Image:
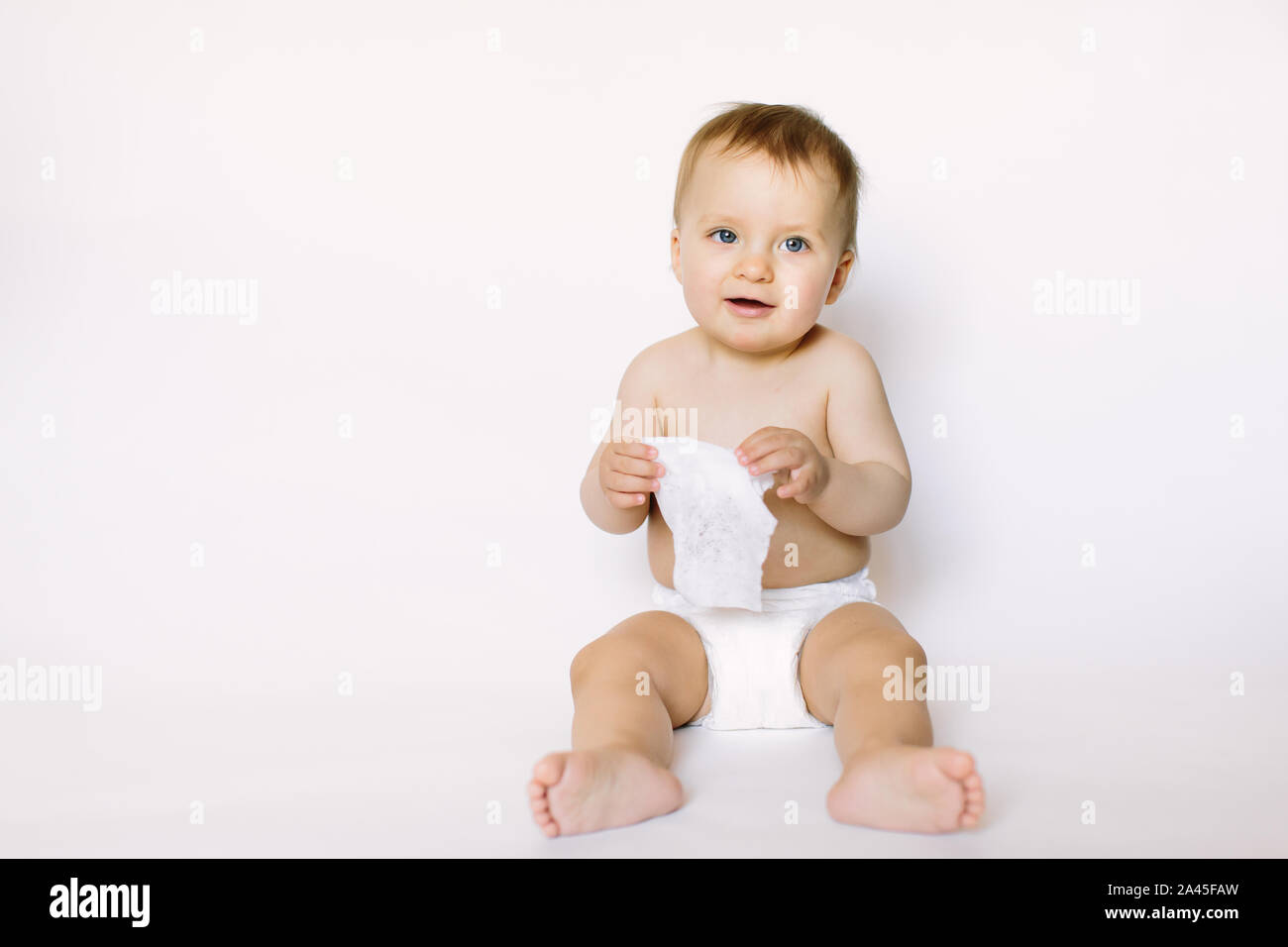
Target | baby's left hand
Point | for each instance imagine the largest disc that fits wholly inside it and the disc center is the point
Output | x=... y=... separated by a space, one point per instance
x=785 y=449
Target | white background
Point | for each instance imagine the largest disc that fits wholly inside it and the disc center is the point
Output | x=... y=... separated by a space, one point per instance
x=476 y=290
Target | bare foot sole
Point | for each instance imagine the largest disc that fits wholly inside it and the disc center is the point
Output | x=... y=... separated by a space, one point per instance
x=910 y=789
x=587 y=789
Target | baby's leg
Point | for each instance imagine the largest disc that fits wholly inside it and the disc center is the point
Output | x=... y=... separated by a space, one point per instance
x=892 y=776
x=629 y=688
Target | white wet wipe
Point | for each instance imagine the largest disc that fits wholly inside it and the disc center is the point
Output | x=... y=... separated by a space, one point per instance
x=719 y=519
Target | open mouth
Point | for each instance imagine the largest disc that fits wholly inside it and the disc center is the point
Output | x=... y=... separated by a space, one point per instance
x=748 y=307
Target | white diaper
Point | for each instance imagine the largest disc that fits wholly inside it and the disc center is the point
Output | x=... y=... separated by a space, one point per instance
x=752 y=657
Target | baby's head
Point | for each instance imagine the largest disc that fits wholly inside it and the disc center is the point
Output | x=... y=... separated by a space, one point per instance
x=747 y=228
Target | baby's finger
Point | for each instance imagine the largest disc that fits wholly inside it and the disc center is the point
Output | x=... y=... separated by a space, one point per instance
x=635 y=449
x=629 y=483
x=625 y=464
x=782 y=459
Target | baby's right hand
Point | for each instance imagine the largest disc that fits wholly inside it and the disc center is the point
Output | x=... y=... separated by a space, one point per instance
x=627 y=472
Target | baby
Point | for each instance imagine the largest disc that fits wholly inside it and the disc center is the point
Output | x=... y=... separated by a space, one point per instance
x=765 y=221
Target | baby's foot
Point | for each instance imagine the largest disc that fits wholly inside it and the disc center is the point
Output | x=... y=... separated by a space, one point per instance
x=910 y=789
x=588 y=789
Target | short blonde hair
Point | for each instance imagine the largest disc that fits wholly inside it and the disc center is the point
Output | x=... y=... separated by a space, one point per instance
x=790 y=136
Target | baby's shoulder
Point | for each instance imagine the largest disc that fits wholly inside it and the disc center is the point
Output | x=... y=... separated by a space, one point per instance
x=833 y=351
----------------
— Exercise —
Reproduce the listing exactly, images omitted.

— Result below —
Image:
Target | baby's left hand
Point | for each instance imagine the largest disc that fits wholly inside it and the disc center is the point
Output | x=... y=... separated by a space, one point per instance
x=785 y=449
Target | white background
Point | for each instance imagine the largest disc that fits wholly inside it and the disc center is the point
Output | x=... y=... separated by a space, one point per instance
x=476 y=290
Target | bare foot sole
Point | for each instance imagine the largest disc that fits wholly inside it and the disc center is the point
Output | x=... y=... separated by a space, one point per instance
x=910 y=789
x=587 y=789
Target | baby's leg
Point | for each instance imagine the largest disc that fits wholly inside it and the disc center is the point
Output | x=... y=... separated by a space, one point per instance
x=892 y=776
x=629 y=688
Target | white wet wipe
Point | for each instance imagine the largest disc that fits wholly inside it and the disc center is the point
Output | x=... y=... separated by a space, one point per instance
x=719 y=519
Target | open mouth
Point | for each instance imagine the largest disc that fits wholly inside it and the disc center is the point
Output | x=... y=... separated by a space, one point per instance
x=748 y=307
Target | white diaper
Point | for each instance imagine the largest disc that fits wholly inside it and the disc center is the point
Output | x=... y=... separated by a space, one point per instance
x=752 y=657
Target | baby's head
Point | for each instance imagine the largest disc that fits wholly inside it and the disc center is the point
Output | x=... y=... separated by a space, one point per instance
x=747 y=228
Target | baby's finger
Point | for each instance imagine the largest disc that fits wholly inside it and the disc center is the point
Output | x=... y=... separated by a space, one point per instance
x=635 y=449
x=629 y=483
x=625 y=464
x=782 y=459
Target | baby's right hand
Point | for each instance imagine the largest disc that fits wholly inside it and the disc center is the point
Output | x=... y=... separated by a space, one point per instance
x=627 y=472
Target | baby
Point | for each instance imagine the largest disc that fits wholly inside it and the disc center is the point
Output | x=... y=... separated by a space, one point per instance
x=765 y=221
Target | baby's foot
Point | for each instance imagine the largest disc that fits wholly inside it and the disc center is the point
Output | x=... y=... separated by a space, one point per instance
x=910 y=789
x=588 y=789
Target | short blonde hair
Point | for each instance imagine the largest disc that fits wholly inside it and the disc center is the point
Output | x=... y=... separated by a space, one point per instance
x=790 y=136
Target | baby's shoulder
Point | for each instance imagine the largest disc that fits wholly inside it and the disc center is the point
Output | x=... y=... separated by a space, one point per instance
x=833 y=351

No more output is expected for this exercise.